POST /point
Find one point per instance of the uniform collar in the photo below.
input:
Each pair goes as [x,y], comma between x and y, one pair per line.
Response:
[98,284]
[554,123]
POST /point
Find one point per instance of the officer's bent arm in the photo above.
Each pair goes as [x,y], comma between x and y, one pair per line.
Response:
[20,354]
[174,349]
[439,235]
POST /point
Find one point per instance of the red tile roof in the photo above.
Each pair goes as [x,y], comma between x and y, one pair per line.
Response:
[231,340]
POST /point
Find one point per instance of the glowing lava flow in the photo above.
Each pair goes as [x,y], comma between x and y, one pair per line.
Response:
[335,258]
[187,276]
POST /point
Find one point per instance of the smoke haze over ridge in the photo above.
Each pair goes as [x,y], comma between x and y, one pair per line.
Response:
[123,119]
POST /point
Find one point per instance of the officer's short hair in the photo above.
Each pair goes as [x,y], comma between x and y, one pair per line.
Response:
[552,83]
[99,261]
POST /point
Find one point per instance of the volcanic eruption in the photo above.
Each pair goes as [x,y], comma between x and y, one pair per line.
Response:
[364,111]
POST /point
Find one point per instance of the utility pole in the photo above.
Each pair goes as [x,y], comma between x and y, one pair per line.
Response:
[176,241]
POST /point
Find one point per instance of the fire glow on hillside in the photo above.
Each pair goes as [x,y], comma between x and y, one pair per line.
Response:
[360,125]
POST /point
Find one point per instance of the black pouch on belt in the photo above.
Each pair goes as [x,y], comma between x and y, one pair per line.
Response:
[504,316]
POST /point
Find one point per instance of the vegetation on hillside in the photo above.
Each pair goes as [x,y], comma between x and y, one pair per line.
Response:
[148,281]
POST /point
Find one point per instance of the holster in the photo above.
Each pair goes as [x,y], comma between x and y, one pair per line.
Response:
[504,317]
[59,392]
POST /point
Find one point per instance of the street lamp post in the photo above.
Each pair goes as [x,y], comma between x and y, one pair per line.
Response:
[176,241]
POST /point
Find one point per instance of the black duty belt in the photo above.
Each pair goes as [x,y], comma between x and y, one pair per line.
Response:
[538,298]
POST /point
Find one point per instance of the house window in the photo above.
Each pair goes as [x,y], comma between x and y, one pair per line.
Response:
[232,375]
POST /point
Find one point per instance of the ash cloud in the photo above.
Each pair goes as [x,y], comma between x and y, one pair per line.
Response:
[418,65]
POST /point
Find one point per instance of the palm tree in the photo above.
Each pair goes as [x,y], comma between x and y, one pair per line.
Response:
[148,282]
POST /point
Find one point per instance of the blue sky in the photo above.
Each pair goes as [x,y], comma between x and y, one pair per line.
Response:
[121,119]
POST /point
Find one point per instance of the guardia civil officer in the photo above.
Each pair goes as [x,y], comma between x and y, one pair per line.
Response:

Task statement →
Go through the listing above and copy each line that contains "hillside".

Answer to the exercise →
Find one point per instance of the fire glow on hillside in the photo above.
Find one point per instance of the vegetation on hillside in the photo above.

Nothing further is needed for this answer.